## Exercise description:
An exact transcription of the data below is needed.

## Source material:
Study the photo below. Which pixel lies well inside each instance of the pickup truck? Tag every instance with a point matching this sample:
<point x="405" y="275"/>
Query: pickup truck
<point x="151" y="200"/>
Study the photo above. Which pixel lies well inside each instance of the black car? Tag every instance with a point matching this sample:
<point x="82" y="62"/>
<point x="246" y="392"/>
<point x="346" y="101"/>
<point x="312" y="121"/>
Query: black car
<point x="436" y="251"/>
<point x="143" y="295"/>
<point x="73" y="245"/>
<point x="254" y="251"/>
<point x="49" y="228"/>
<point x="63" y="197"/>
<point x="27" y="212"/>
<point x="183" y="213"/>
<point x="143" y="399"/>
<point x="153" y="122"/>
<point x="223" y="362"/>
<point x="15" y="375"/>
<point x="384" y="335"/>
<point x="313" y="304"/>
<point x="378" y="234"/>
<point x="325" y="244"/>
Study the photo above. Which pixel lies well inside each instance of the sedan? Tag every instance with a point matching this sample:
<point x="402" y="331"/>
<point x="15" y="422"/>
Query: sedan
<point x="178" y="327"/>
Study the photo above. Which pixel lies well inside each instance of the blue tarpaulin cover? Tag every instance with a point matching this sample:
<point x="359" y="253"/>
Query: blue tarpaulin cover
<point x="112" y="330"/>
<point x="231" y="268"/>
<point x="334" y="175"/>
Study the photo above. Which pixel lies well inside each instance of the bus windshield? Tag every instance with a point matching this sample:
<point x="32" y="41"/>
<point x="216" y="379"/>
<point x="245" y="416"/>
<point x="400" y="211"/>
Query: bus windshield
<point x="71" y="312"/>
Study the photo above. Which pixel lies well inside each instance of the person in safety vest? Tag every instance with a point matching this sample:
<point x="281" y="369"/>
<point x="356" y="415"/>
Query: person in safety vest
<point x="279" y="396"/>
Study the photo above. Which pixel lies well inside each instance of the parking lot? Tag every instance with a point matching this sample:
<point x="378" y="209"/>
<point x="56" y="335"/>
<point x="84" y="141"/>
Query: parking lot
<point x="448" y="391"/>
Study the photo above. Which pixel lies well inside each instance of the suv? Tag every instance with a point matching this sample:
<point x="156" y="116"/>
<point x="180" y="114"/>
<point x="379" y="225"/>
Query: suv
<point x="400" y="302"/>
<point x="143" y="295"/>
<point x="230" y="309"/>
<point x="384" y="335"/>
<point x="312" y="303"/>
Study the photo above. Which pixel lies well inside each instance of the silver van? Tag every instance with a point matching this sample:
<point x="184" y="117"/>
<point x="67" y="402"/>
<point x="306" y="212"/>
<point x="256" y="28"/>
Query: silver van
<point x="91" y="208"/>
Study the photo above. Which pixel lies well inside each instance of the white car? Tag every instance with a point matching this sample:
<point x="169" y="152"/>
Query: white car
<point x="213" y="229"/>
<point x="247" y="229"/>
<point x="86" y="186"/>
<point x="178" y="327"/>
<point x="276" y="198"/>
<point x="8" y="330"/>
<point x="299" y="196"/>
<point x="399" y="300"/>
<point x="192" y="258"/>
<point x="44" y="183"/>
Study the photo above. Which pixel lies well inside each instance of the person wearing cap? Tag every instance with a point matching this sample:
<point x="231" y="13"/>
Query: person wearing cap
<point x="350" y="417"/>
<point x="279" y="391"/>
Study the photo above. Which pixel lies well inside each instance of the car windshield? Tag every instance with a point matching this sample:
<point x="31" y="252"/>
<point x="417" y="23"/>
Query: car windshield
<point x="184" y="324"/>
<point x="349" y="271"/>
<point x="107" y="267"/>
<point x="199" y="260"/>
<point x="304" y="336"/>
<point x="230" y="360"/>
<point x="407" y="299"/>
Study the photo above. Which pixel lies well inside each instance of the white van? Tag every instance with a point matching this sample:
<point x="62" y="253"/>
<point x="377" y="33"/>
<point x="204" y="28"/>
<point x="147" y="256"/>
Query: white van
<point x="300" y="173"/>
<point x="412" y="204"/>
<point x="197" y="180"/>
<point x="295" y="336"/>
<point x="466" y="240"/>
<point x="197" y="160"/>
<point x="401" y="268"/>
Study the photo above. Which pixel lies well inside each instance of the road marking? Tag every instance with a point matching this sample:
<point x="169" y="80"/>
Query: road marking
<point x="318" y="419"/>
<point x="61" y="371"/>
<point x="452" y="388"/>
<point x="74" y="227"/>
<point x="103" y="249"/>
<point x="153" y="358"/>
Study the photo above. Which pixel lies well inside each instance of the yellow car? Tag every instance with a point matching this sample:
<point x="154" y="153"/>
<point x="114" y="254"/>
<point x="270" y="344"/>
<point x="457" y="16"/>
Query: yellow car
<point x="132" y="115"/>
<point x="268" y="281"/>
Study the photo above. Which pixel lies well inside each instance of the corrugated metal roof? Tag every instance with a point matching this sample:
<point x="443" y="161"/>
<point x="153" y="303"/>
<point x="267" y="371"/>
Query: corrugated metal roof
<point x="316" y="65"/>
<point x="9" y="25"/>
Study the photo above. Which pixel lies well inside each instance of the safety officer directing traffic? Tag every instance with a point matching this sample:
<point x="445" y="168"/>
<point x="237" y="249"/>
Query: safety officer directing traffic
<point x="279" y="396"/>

## Answer space:
Study the photo below. Which pixel lies well inside each instance of the pickup truck? Tag every instance with a point matching this sample:
<point x="405" y="275"/>
Query: pickup truck
<point x="151" y="200"/>
Study the photo above. Which pixel lies well inside each instance of the black car? Tag every instance with a point matching this sample:
<point x="82" y="62"/>
<point x="246" y="392"/>
<point x="346" y="101"/>
<point x="312" y="121"/>
Query: black car
<point x="436" y="251"/>
<point x="143" y="295"/>
<point x="73" y="245"/>
<point x="254" y="251"/>
<point x="49" y="228"/>
<point x="63" y="197"/>
<point x="27" y="212"/>
<point x="183" y="213"/>
<point x="143" y="399"/>
<point x="153" y="122"/>
<point x="223" y="362"/>
<point x="15" y="375"/>
<point x="384" y="335"/>
<point x="313" y="304"/>
<point x="378" y="234"/>
<point x="325" y="244"/>
Study the photo above. Which pixel lies well inside each instance of the sedan? Tag every instance with a point matching this sample:
<point x="402" y="331"/>
<point x="15" y="422"/>
Query: sedan
<point x="178" y="327"/>
Study the photo above. Which pixel lies well inside each instance of the blue tarpaulin cover? Tag every instance with a point matching this sample:
<point x="359" y="253"/>
Query: blue tarpaulin cover
<point x="112" y="330"/>
<point x="231" y="268"/>
<point x="334" y="175"/>
Study the photo above. Which pixel lies well inside each instance of the bus windshield? Tag every instance with a point matching this sample:
<point x="32" y="41"/>
<point x="216" y="379"/>
<point x="245" y="416"/>
<point x="400" y="211"/>
Query: bus windshield
<point x="71" y="312"/>
Study the photo above. Which pixel lies well inside each instance of the person in safety vest? Tag every instance with a point matching this sample:
<point x="281" y="369"/>
<point x="356" y="415"/>
Query: person in safety vest
<point x="279" y="396"/>
Study the photo above. Which pixel lies well inside each instance of the parking lot? Tag every instance with a point matching this sample:
<point x="378" y="209"/>
<point x="56" y="335"/>
<point x="84" y="141"/>
Query: parking lot
<point x="448" y="391"/>
Study the photo above. Which pixel lies well inside each instance of the suv? Tag every instance with a point matching this sample:
<point x="156" y="116"/>
<point x="180" y="114"/>
<point x="379" y="225"/>
Query: suv
<point x="400" y="302"/>
<point x="143" y="295"/>
<point x="230" y="309"/>
<point x="384" y="335"/>
<point x="312" y="303"/>
Study the photo above. Which pixel lies well inside each instance of the silver van? Tag every instance with a point matching this sample:
<point x="184" y="117"/>
<point x="67" y="402"/>
<point x="306" y="212"/>
<point x="256" y="28"/>
Query: silver van
<point x="91" y="208"/>
Study the photo above. Which pixel lies well inside each instance of the white car? Tag every instance with a point matching this sample:
<point x="169" y="152"/>
Query: white car
<point x="213" y="229"/>
<point x="247" y="229"/>
<point x="86" y="186"/>
<point x="178" y="327"/>
<point x="276" y="198"/>
<point x="8" y="330"/>
<point x="299" y="196"/>
<point x="399" y="300"/>
<point x="192" y="258"/>
<point x="44" y="183"/>
Study the photo above. Which pixel lies well inside each instance of the person wearing cap? Tag every instance with a point matching this sample:
<point x="231" y="13"/>
Query: person wearing cap
<point x="350" y="417"/>
<point x="279" y="391"/>
Study the photo above. Which pixel lies well inside each instance of the car windshield? Tag every instance with a point matching this sample:
<point x="31" y="252"/>
<point x="417" y="23"/>
Query: car windshield
<point x="184" y="324"/>
<point x="349" y="271"/>
<point x="107" y="267"/>
<point x="199" y="260"/>
<point x="304" y="336"/>
<point x="230" y="360"/>
<point x="407" y="299"/>
Study the photo above. Which pixel lies well inside each instance of the white van? Tag every instance with a point matching this sample:
<point x="62" y="253"/>
<point x="377" y="33"/>
<point x="204" y="28"/>
<point x="147" y="256"/>
Query: white van
<point x="300" y="173"/>
<point x="412" y="204"/>
<point x="197" y="180"/>
<point x="295" y="336"/>
<point x="466" y="240"/>
<point x="197" y="160"/>
<point x="401" y="268"/>
Study the photo above. Which pixel lies well inside each instance of the road marking? Tag every instance with a point matching this sample:
<point x="169" y="80"/>
Query: road marking
<point x="318" y="419"/>
<point x="61" y="371"/>
<point x="452" y="388"/>
<point x="74" y="227"/>
<point x="103" y="249"/>
<point x="153" y="358"/>
Study the photo above. Which pixel lies well inside each instance of the yellow car? Tag every instance with a point matching this sample:
<point x="154" y="153"/>
<point x="114" y="254"/>
<point x="270" y="344"/>
<point x="457" y="16"/>
Query: yellow car
<point x="132" y="115"/>
<point x="268" y="281"/>
Study the photo above. Which pixel lies well inside each instance of the corrugated metal roof? Tag every instance with a point matching this sample:
<point x="443" y="161"/>
<point x="153" y="303"/>
<point x="267" y="371"/>
Query: corrugated metal roof
<point x="316" y="65"/>
<point x="9" y="25"/>
Study the photo above. Which pixel lies well inside each instance of the safety officer directing traffic? Tag every instance with a point matching this sample:
<point x="445" y="168"/>
<point x="237" y="249"/>
Query: safety officer directing traffic
<point x="279" y="396"/>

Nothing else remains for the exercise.